**ACTION ITEM:**
The entries that follow include a run beginning at the line with "of the aluminum" and ending at the line with "the wood framing"; restate that run word for word and leave the rest out.

[GIVEN DATA]

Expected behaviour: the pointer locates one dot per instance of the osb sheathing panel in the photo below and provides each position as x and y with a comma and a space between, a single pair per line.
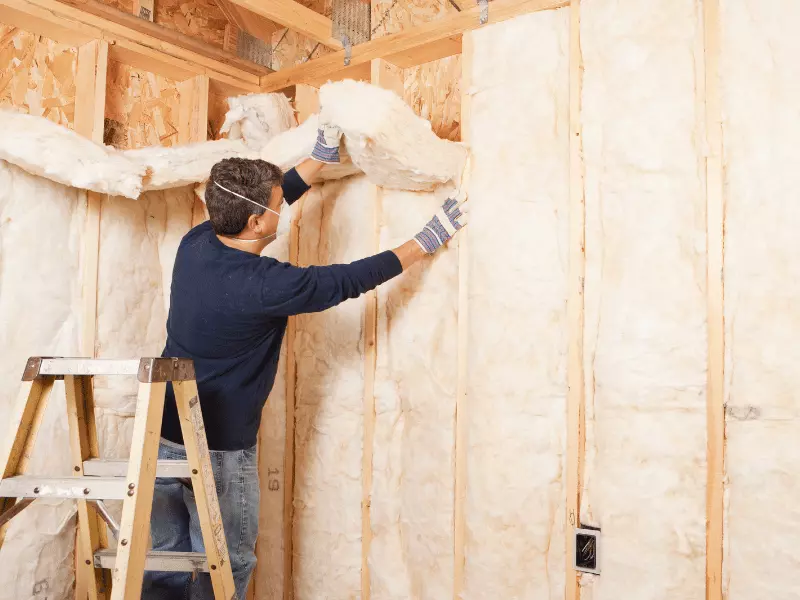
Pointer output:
199, 18
37, 75
144, 105
433, 89
290, 48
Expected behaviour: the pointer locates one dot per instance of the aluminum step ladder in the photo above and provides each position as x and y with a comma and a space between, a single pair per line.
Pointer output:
103, 572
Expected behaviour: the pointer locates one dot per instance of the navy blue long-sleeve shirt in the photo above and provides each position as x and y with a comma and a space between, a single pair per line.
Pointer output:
228, 313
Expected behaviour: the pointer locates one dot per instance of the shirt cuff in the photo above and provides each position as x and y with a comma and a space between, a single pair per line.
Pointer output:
293, 186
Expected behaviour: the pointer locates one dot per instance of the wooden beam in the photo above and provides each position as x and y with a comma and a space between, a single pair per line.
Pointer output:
306, 102
193, 110
296, 17
90, 103
157, 50
248, 21
308, 105
417, 45
387, 76
715, 384
575, 304
462, 424
144, 9
193, 125
118, 17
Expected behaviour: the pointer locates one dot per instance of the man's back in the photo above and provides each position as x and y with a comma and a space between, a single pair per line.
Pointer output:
217, 318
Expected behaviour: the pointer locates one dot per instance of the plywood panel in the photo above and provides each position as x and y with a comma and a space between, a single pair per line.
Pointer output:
144, 106
432, 89
37, 75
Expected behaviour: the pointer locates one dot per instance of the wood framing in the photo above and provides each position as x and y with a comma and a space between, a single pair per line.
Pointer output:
248, 21
295, 16
715, 219
111, 14
390, 77
17, 446
193, 110
155, 49
306, 103
90, 102
575, 304
193, 125
417, 45
83, 446
462, 424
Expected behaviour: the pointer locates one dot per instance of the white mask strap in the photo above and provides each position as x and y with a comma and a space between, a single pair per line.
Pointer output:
250, 201
255, 240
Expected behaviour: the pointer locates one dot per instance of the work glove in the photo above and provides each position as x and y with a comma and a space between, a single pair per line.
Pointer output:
327, 147
451, 217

[/GIVEN DATA]

**ANSWER SPACE:**
Expected behaviour: the pointer locates one dot per instance of the aluminum step ladder in the photo above and provides each position as x and y with a comma and a space between, a single pair per line.
Pointer output:
103, 572
Expected behaviour: the pointer locates one dot per instance of the navy blue long-sleeve shirt in the photo above and provides each position as x and y with a comma and a space between, a single pair per line.
Pointer output:
228, 313
Expected behaviour: the pointer locates one dot per instance of the shirt cuff in the photo above and provides each position as x and y with a comma and a space between, a single pair per line.
Pointer output:
293, 186
Expected behaviour: the pointer locates one dot per instance of the wooden beam in the photo above and provides each position as x and y with a comma and a space between, a single pair per line.
Pointer output:
306, 102
193, 110
296, 17
90, 103
157, 50
248, 21
308, 105
417, 45
387, 76
715, 384
575, 304
462, 424
144, 9
193, 125
118, 17
Expected behaviour: the pointer locates one dot per instance of the man's back in the photo above and provides each position as x and y with a comma and a space between, a single pair per line.
Pointer output:
217, 318
Expected behaviour: the pointer locates one dot per instance of the plywood panel in the photo above and provides each position as x and y with a comma and a space between, a single pair per line.
Pointer output:
144, 106
432, 89
37, 75
Expected behaviour: the pointer locates one dot per instance of the wood framing in the photo above and provides each position as x and y with a comma and a space between, a single pair per line.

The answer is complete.